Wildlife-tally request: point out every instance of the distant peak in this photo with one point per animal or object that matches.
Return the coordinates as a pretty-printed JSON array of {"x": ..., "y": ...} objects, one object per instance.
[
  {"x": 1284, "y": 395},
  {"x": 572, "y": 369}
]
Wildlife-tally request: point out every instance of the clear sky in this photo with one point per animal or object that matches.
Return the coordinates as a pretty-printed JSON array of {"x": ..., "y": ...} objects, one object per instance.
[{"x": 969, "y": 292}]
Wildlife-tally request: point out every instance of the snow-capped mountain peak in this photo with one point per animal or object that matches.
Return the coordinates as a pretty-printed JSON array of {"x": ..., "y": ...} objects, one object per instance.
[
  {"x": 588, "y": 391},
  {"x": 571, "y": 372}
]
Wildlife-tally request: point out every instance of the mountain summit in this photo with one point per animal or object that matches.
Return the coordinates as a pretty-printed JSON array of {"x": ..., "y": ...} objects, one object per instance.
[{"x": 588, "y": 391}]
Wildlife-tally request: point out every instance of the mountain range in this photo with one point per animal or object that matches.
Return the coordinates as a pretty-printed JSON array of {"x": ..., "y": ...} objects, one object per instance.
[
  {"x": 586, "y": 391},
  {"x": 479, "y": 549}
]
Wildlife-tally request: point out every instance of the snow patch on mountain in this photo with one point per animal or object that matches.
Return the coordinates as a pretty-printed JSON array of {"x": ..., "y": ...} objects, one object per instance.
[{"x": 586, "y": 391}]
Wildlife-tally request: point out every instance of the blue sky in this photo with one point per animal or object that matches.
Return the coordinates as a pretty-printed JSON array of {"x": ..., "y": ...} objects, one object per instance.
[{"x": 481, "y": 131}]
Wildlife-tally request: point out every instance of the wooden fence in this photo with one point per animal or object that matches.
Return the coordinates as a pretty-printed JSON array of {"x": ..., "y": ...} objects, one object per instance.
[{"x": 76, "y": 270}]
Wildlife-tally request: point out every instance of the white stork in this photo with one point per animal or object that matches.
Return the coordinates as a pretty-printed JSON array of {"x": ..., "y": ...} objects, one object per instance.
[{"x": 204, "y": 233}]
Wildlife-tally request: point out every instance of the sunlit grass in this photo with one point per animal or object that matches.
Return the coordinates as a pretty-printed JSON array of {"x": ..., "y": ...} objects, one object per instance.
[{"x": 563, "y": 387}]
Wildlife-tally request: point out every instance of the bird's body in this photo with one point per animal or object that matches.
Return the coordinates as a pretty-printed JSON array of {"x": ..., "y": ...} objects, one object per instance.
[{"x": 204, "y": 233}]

────

- [WORK INSTRUCTIONS]
Every record shown above should be given back exactly.

- [YOUR RESPONSE]
Wildlife-tally request: point out every instance of the distant peak in this photo with one point per animal or object that matches.
Return the coordinates as a pretty-printed JSON array of {"x": ..., "y": ...} objects, one object per instance.
[
  {"x": 1284, "y": 395},
  {"x": 572, "y": 369}
]
Wildlife-tally request: point out every instance of the clear sky in this photo with one point per animal or object that matches.
Return the coordinates as a pretty-printed JSON array of {"x": ..., "y": ...} objects, one object per instance.
[{"x": 969, "y": 292}]
Wildlife-tally request: point out every instance of the snow-capped mountain peak in this photo with one point per animal or object that matches.
Return the coordinates as a pretty-printed JSON array of {"x": ..., "y": ...} objects, one object per instance.
[
  {"x": 588, "y": 391},
  {"x": 571, "y": 372}
]
Wildlife-tally request: point out every instance of the mountain summit in this photo with one point per animal or object that matches.
Return the coordinates as a pretty-printed JSON array of {"x": ..., "y": ...} objects, one object per instance.
[{"x": 588, "y": 391}]
Wildlife-tally request: point out every instance of the mountain range in this photo with one point per animal or object that matches.
Return the coordinates as a pretty-printed JSON array of {"x": ..., "y": ...} objects, one object per instance.
[
  {"x": 586, "y": 391},
  {"x": 479, "y": 549}
]
Wildlife-tally request: point out every instance of the snow patch on mountain in this photo with one point per animal or object that matches.
Return the coordinates as a pretty-printed JSON array of {"x": ..., "y": ...} objects, one object per instance.
[{"x": 586, "y": 391}]
Wildlife-tally request: point out every instance of the blue sky in this photo with one point per animal or object that matches.
Return the coordinates as a pretty-printed JSON array of {"x": ..., "y": ...} objects, one object per instance.
[{"x": 481, "y": 131}]
Wildlife-tally request: point out every instance of the wooden fence in this photo with one point per animal or object that matches.
Return the coordinates as a pretty-printed JSON array of {"x": ..., "y": ...} objects, one object per instance.
[{"x": 76, "y": 270}]
Wildlife-tally request: point out every instance of the white stork in this photo with one point per animal or object that matches.
Return the coordinates as a pretty-printed JSON array of {"x": ..., "y": ...} objects, one object per instance.
[{"x": 204, "y": 233}]
Wildlife-tally request: point out every instance of the sunlit grass in this photo with one point per animal or object that matches.
Return the coordinates as a pretty-printed JSON array of {"x": ..., "y": ...} objects, one object per instance.
[{"x": 563, "y": 387}]
Wildlife-tally request: point out every instance of the bird's body in this photo with one point per animal or object that matches.
Return the coordinates as a pretty-printed JSON array of {"x": ..., "y": ...} objects, one object per instance.
[{"x": 204, "y": 233}]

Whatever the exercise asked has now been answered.